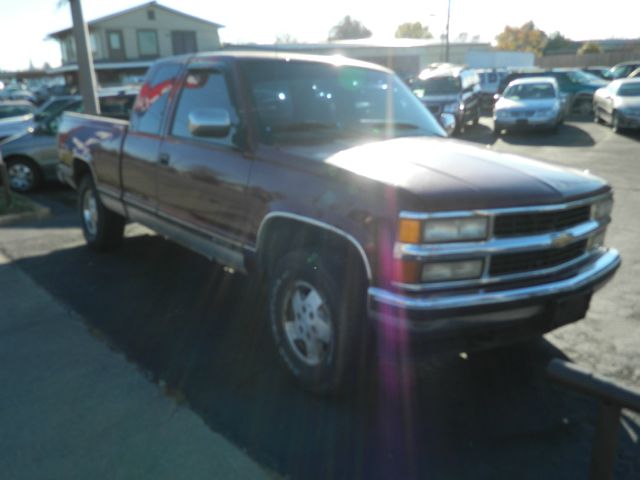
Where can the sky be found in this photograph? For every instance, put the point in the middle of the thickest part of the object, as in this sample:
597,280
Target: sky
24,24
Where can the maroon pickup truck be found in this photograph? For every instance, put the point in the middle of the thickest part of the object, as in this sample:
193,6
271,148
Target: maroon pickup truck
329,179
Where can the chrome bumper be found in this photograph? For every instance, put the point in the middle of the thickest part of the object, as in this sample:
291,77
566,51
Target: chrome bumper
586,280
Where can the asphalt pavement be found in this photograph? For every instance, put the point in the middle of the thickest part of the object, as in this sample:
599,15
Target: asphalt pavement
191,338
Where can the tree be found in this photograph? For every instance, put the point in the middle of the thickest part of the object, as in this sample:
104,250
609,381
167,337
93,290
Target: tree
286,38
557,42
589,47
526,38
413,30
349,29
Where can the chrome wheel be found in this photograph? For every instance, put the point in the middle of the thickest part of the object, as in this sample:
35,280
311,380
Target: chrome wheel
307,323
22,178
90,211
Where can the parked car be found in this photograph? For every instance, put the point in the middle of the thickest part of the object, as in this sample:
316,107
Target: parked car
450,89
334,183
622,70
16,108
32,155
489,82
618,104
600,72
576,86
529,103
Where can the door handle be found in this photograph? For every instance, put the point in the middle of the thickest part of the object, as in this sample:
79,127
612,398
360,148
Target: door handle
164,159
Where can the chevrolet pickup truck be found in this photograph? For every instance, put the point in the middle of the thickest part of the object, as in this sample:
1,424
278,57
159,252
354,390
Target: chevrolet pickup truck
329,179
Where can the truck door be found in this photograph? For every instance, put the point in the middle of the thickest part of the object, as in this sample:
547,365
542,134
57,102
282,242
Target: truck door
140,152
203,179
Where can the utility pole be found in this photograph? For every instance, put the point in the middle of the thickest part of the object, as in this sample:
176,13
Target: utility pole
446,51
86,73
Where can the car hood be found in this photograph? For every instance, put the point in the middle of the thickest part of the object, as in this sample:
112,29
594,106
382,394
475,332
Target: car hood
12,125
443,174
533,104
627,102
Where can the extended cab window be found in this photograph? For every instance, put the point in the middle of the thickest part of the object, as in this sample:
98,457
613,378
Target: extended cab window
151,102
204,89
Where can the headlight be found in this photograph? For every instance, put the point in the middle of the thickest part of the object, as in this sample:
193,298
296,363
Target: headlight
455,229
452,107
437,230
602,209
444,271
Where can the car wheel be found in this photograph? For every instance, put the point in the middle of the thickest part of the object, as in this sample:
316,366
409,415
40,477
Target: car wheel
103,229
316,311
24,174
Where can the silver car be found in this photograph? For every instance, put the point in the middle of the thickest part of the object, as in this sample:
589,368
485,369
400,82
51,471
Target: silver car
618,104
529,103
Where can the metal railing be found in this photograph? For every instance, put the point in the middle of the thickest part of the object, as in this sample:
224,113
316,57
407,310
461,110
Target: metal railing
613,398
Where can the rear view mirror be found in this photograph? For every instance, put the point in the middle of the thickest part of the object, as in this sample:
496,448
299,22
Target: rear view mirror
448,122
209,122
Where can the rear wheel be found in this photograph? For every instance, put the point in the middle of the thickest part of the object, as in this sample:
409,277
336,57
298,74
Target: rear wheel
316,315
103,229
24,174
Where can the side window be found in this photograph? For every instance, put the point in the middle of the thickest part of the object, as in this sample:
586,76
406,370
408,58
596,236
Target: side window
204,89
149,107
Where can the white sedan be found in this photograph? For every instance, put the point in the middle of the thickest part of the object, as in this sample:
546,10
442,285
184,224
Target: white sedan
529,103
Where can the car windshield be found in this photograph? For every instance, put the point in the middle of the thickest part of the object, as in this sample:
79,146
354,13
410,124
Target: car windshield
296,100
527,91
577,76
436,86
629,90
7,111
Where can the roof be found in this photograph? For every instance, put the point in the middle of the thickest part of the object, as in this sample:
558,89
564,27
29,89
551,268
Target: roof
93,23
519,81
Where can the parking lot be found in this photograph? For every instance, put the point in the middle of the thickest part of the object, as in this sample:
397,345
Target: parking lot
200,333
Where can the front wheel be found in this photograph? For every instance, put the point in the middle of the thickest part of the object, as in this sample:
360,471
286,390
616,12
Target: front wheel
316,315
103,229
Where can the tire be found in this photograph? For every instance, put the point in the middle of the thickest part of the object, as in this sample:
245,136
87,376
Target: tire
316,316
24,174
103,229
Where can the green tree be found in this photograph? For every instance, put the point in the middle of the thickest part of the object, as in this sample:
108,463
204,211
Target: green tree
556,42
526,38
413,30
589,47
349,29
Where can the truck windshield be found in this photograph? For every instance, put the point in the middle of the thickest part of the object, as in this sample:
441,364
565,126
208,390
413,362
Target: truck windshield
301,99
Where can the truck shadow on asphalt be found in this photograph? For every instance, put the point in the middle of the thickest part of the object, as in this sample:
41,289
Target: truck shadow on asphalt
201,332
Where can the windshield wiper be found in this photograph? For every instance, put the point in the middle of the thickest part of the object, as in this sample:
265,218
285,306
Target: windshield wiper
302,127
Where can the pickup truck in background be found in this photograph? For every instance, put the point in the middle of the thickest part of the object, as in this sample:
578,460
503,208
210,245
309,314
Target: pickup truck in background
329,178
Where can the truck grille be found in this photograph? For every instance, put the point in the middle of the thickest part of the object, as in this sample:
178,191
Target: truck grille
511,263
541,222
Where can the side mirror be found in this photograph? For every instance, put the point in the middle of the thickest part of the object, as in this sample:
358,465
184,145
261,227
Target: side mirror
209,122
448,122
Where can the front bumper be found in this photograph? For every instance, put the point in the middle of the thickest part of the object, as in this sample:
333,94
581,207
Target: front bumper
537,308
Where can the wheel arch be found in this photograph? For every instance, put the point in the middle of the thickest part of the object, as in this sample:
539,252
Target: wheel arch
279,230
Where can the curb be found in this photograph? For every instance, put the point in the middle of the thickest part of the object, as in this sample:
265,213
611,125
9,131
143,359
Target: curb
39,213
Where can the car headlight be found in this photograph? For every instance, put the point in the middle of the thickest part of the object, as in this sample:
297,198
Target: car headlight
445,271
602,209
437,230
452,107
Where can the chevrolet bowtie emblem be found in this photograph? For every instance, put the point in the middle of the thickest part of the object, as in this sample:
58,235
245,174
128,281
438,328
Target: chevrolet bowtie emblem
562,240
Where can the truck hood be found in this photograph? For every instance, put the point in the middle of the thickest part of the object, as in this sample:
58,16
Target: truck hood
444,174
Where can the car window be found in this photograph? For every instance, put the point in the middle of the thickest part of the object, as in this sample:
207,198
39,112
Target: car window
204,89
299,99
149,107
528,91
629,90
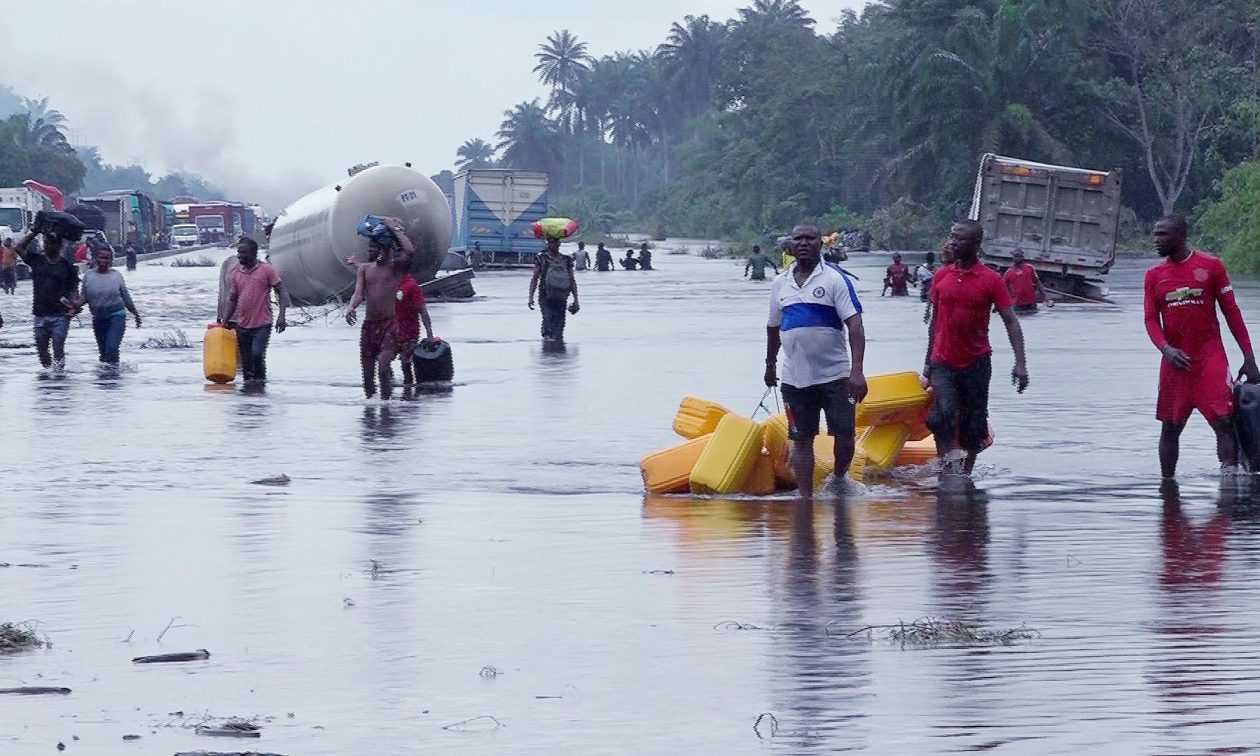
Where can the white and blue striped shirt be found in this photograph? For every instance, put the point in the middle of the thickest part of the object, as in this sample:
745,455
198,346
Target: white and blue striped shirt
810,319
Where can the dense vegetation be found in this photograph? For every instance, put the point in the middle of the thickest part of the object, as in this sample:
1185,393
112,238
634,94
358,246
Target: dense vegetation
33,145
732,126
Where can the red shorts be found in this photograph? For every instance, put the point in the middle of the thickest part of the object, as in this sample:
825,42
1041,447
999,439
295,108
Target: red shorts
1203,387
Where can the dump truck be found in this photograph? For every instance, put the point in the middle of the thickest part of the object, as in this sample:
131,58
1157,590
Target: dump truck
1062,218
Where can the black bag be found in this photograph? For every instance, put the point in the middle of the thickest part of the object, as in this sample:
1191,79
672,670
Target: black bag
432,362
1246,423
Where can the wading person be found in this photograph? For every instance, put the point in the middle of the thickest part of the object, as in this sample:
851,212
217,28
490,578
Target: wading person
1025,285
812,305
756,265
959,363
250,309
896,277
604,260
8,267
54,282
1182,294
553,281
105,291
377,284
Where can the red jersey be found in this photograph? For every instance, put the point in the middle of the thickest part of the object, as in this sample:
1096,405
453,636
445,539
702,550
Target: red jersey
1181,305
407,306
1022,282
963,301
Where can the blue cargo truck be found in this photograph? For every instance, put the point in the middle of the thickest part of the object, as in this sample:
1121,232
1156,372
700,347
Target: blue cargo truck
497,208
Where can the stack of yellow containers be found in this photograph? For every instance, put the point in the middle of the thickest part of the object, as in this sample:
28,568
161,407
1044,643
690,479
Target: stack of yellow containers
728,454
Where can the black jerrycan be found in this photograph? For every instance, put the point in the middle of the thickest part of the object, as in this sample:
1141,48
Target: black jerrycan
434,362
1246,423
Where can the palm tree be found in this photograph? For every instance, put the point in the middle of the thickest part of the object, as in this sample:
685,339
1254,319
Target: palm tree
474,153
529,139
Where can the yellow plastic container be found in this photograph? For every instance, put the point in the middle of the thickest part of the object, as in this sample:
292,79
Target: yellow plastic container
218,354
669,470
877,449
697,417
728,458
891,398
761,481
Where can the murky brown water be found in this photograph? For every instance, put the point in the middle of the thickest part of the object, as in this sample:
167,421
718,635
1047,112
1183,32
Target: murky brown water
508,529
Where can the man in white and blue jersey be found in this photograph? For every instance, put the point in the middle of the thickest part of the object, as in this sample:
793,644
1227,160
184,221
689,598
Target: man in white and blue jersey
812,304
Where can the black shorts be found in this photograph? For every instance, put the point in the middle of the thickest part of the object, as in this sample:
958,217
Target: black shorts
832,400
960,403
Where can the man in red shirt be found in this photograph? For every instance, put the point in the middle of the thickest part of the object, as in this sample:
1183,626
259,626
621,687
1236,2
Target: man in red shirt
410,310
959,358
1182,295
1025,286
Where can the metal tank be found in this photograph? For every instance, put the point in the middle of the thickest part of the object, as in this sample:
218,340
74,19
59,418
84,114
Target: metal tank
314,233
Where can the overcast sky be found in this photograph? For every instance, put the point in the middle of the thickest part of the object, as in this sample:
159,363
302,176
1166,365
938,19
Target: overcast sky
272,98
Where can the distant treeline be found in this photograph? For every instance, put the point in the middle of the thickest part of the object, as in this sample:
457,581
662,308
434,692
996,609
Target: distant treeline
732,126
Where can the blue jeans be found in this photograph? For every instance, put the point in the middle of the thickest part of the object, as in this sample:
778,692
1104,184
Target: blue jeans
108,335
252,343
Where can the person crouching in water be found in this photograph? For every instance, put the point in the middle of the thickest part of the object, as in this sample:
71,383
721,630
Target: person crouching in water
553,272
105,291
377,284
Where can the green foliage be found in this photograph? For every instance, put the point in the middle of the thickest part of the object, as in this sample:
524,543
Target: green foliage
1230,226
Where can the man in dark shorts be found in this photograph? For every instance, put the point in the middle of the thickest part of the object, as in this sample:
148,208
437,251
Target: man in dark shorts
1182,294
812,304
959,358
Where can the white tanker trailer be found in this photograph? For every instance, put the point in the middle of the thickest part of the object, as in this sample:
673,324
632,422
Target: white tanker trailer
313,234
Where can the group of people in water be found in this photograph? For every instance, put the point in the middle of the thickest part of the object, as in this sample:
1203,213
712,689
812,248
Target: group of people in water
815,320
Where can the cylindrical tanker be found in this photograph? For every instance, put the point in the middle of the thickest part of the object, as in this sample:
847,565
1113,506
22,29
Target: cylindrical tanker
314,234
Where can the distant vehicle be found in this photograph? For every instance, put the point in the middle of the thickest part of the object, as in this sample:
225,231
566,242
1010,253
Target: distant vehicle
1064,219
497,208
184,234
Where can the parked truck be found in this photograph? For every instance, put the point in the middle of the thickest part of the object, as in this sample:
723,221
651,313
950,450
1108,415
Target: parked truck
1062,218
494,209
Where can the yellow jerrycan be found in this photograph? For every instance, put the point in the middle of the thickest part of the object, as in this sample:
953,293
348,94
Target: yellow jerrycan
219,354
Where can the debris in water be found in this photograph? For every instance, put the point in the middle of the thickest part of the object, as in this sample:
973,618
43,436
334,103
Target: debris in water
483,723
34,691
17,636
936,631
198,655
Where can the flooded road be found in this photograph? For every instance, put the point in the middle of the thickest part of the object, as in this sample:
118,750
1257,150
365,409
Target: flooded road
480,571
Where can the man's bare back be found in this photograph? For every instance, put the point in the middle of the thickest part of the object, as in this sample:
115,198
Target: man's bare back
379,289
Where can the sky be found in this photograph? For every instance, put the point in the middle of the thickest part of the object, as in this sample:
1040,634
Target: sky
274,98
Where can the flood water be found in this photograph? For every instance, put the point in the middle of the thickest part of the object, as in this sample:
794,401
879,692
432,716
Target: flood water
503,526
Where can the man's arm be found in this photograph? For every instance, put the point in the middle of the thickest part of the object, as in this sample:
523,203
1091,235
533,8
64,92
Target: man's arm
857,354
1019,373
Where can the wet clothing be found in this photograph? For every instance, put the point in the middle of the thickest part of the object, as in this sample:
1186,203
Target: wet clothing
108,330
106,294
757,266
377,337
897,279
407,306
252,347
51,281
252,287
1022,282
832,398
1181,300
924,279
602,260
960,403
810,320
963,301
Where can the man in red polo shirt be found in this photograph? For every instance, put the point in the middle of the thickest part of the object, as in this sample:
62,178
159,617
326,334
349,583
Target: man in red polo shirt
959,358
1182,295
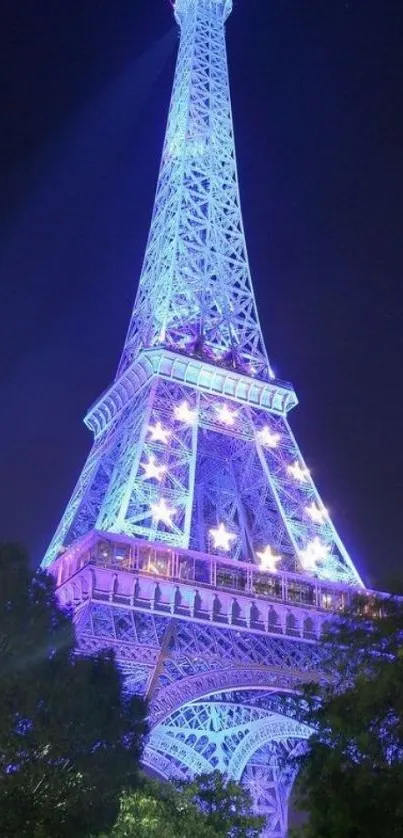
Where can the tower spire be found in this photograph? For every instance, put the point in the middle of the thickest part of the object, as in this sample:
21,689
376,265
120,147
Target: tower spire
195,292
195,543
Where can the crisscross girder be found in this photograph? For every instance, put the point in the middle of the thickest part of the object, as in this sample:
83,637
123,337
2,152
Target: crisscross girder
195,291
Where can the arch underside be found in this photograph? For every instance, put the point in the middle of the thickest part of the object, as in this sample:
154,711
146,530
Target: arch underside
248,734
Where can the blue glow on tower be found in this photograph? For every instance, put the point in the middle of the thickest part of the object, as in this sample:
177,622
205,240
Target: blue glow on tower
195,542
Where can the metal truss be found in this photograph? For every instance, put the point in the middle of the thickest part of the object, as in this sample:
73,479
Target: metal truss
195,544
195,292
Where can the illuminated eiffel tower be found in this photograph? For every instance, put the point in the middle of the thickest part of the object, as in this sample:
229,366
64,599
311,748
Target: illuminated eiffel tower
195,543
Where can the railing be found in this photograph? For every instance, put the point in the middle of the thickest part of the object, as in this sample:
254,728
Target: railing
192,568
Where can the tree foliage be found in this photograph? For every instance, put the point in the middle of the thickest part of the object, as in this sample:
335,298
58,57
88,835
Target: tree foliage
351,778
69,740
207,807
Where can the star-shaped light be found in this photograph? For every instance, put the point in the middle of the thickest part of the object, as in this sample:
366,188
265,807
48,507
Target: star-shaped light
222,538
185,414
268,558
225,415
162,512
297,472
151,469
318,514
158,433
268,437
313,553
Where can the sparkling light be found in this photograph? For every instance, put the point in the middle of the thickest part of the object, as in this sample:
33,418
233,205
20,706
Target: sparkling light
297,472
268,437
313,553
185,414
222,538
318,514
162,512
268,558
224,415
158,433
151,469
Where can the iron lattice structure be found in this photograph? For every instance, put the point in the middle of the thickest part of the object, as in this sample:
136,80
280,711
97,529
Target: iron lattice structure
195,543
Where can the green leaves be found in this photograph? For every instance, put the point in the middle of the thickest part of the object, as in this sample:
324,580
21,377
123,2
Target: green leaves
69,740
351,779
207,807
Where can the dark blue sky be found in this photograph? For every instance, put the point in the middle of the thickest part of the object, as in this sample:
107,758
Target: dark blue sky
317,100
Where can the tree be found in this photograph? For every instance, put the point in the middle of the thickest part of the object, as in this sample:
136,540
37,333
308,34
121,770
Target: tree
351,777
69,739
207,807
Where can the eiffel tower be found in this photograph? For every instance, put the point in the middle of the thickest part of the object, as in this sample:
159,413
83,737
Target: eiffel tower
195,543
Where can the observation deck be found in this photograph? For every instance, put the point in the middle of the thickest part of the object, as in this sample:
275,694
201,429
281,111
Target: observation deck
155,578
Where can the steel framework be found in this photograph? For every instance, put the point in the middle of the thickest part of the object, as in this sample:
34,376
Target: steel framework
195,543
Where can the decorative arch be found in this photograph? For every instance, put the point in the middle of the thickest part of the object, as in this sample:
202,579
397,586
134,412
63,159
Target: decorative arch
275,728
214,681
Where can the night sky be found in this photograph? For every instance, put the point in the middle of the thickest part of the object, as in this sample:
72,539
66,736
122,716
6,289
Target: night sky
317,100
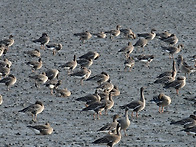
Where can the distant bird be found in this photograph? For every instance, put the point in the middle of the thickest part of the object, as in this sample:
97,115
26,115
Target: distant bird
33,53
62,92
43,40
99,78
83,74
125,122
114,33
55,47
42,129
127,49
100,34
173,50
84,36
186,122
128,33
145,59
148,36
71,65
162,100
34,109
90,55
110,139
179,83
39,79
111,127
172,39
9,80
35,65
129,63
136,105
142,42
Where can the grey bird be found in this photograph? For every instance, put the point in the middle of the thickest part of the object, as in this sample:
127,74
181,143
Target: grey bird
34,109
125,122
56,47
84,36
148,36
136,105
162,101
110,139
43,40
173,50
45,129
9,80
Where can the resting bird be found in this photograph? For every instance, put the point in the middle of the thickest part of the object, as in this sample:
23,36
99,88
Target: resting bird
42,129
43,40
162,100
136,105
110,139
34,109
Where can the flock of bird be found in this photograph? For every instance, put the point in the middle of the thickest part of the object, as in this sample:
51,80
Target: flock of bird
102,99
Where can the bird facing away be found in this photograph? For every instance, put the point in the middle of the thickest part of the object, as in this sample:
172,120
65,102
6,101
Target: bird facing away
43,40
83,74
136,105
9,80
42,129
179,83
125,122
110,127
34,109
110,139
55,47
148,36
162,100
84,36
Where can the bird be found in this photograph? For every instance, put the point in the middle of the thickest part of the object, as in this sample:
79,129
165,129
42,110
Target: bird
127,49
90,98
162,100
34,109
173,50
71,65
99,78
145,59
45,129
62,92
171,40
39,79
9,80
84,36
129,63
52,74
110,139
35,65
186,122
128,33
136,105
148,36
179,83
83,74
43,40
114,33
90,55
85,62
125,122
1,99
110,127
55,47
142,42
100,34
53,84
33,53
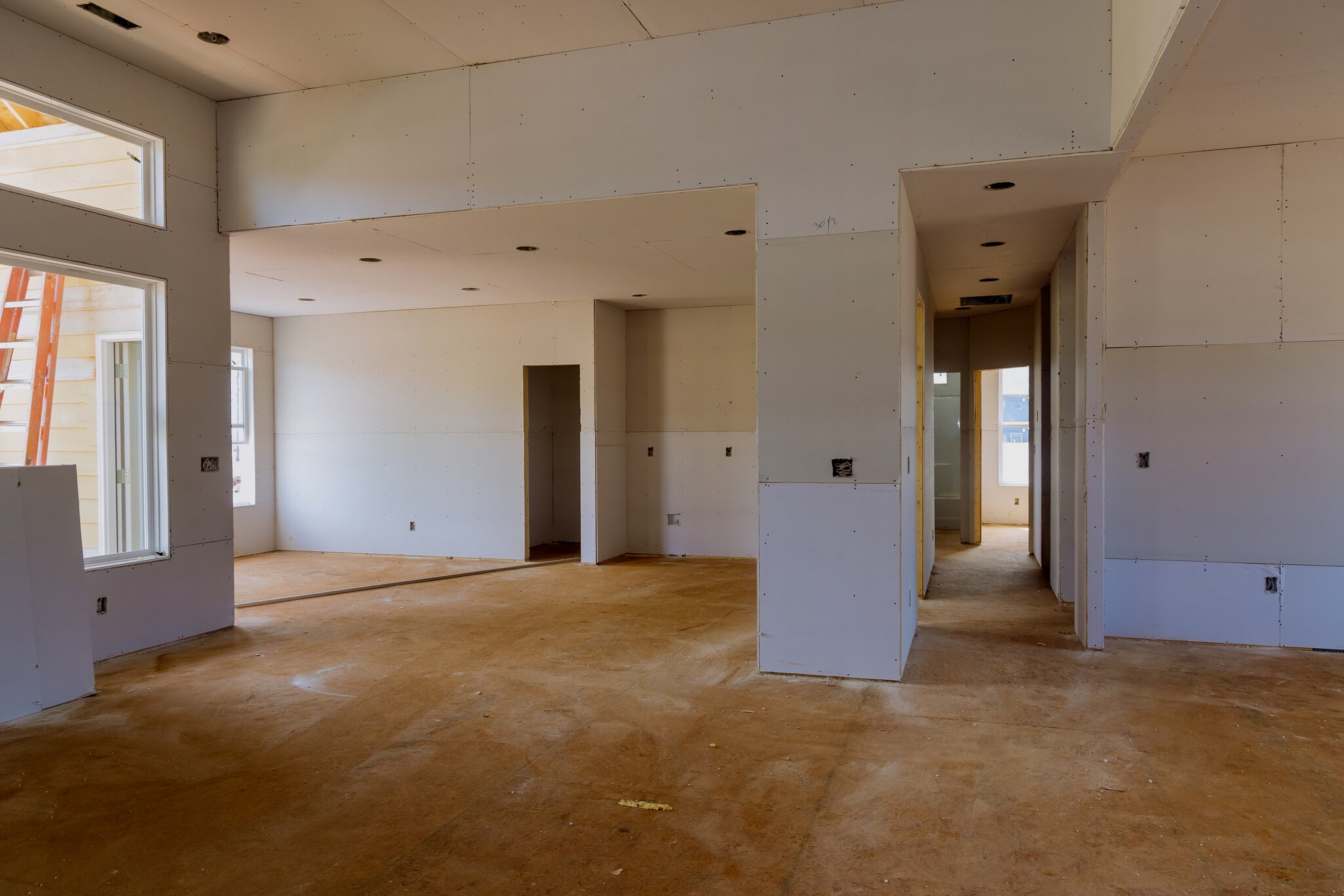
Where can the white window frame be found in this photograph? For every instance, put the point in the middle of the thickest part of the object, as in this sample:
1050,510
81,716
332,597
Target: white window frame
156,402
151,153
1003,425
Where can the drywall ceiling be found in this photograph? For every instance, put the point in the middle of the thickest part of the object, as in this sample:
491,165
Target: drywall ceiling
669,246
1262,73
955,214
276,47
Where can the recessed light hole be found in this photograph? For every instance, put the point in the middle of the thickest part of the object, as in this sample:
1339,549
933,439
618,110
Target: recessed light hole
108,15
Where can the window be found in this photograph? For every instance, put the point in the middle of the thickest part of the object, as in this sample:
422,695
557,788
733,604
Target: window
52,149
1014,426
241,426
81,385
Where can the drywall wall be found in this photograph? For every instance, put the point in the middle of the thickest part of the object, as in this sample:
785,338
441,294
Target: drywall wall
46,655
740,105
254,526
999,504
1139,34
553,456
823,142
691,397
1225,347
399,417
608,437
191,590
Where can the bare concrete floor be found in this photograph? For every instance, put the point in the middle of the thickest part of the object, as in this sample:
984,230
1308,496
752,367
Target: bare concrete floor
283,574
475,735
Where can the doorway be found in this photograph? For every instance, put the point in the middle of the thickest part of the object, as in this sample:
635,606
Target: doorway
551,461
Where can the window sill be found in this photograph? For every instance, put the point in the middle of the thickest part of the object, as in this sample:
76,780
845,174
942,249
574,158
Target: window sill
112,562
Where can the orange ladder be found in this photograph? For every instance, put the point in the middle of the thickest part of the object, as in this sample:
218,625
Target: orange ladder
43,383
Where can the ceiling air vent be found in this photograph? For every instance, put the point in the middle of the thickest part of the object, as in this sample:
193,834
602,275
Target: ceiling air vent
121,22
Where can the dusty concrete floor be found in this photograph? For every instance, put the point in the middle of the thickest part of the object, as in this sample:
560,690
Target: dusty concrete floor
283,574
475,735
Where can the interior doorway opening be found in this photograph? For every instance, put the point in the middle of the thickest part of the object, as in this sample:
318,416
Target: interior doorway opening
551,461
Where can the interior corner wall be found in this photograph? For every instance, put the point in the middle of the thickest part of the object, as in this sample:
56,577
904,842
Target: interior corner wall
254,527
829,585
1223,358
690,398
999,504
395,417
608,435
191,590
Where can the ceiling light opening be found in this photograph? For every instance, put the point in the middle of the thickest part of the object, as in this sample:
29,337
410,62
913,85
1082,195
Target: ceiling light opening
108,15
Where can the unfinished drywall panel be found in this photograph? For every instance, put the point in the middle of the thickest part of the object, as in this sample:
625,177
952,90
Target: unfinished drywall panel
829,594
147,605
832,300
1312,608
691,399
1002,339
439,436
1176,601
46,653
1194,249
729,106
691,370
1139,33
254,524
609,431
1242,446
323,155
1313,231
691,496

·····

- _TO BE DONE_: Repeat exactly, and only, the lines from the line with "Where can the ceiling air" through the end of the listing above, both ends included.

- _ANSWER TO THE EXERCISE_:
Where can the ceiling air vent be found in this photograph? For every instance, put the point in the middle of the thickest part of the object, as in this sample:
193,834
602,275
Target: ceiling air vent
121,22
Where can the dusty concrete floor be found in this photograph? For every instance, put the point in the middle of the thickest part of the object, as in this sample:
560,690
Target: dusty concrete floor
283,574
475,735
Where can the interior doorway opening be found in this photograph? For every instance, put the point in the middle of the thickest part of the object, as in this sample:
318,416
Target: interior doorway opening
551,461
Where can the interior corner wall be found in this photograph? For every instance, put the point in the middle of the thickest part of the object, as in this sample:
56,577
904,842
Target: interior corner wall
254,527
829,585
1223,358
690,398
999,504
395,417
608,435
191,590
Where can the ceiling light opening be found in this photograph? For every instance, put the point in the middle of the thickest part of the object, as in this sample:
29,337
410,62
913,85
1082,195
Target: ceiling light opening
108,15
Where can the unfinished drywall panel be found in this photograph? For every instance, put the point in the middle of the thickest part of the object, as in this sample:
625,177
952,90
Target: unfinished drywall panel
829,594
147,605
832,300
1312,608
691,399
1002,339
439,436
1176,601
46,653
1194,249
729,106
691,370
1139,33
254,524
609,431
1242,446
323,155
1313,231
691,496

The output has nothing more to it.